[Records from a data collection]
◆ ◆ ◆ ◆ ◆ ◆ ◆
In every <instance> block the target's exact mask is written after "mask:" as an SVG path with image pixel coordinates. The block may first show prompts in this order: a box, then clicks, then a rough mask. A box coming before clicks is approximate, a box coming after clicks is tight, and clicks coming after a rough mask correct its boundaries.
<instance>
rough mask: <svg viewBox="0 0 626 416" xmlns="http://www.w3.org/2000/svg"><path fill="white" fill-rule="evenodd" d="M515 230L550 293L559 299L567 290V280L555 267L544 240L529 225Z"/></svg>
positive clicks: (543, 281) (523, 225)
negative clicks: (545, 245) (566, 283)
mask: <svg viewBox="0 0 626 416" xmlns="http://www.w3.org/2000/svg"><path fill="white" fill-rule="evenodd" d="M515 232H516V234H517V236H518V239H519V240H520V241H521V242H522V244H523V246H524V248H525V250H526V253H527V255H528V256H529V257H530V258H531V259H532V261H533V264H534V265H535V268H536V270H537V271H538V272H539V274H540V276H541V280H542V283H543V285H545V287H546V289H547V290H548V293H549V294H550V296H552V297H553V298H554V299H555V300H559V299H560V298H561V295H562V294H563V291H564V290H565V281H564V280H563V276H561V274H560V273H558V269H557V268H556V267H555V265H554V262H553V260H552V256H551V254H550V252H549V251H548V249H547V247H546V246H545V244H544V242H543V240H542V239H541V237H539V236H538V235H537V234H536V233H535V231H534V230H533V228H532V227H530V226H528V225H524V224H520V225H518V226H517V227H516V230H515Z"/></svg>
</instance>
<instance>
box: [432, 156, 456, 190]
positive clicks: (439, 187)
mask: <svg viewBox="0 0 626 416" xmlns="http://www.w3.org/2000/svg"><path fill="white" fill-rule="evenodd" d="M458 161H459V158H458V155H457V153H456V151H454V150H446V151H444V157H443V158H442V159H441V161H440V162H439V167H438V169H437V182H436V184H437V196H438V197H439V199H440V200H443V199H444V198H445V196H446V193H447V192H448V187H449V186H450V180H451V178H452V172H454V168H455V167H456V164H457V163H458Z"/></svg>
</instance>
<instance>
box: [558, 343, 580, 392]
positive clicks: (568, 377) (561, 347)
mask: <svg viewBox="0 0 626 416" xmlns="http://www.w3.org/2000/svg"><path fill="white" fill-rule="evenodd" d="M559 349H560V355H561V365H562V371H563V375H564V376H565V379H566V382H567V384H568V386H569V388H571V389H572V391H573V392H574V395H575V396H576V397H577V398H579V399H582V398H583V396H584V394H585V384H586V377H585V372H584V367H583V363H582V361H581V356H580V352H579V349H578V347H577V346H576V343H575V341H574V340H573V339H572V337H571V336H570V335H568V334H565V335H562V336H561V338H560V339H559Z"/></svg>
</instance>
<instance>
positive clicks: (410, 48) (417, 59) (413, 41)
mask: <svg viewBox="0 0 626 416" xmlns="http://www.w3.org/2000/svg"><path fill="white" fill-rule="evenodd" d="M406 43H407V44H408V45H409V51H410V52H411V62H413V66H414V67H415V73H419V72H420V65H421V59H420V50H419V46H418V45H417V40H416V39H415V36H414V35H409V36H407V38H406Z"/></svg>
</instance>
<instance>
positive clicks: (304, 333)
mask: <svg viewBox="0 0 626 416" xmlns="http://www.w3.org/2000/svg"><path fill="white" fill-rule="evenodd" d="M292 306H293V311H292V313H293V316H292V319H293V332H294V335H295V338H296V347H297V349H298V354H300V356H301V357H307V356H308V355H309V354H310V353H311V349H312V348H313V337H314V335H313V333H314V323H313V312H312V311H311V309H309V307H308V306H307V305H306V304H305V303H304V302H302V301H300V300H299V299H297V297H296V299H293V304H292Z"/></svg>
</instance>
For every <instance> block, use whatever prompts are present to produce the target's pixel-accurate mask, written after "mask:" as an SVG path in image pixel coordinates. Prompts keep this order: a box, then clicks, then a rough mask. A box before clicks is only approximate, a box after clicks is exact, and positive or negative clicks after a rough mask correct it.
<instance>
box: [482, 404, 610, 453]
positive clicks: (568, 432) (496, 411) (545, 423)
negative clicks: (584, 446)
◆ ◆ ◆ ◆ ◆ ◆ ◆
◆ **TASK GOAL**:
Edit the records from their start through the line containing "positive clicks: (543, 281) (523, 225)", inclusive, so that "rough mask" becomes "coarse mask". Leave everything else unchanged.

◆ **SOLUTION TO THE EXERCISE**:
In every <instance> block the target's exact mask is written after "mask:" as an SVG path with image pixel coordinates. The block may first show prompts in this order: a box, then clicks, then a coarse mask. A box coming before clicks is approximate, a box coming after clicks is tight, and clicks coming after a coarse mask correct its boundaries.
<instance>
coarse mask: <svg viewBox="0 0 626 416" xmlns="http://www.w3.org/2000/svg"><path fill="white" fill-rule="evenodd" d="M515 230L550 293L559 299L567 290V280L555 267L544 240L529 225Z"/></svg>
positive clicks: (543, 281) (523, 225)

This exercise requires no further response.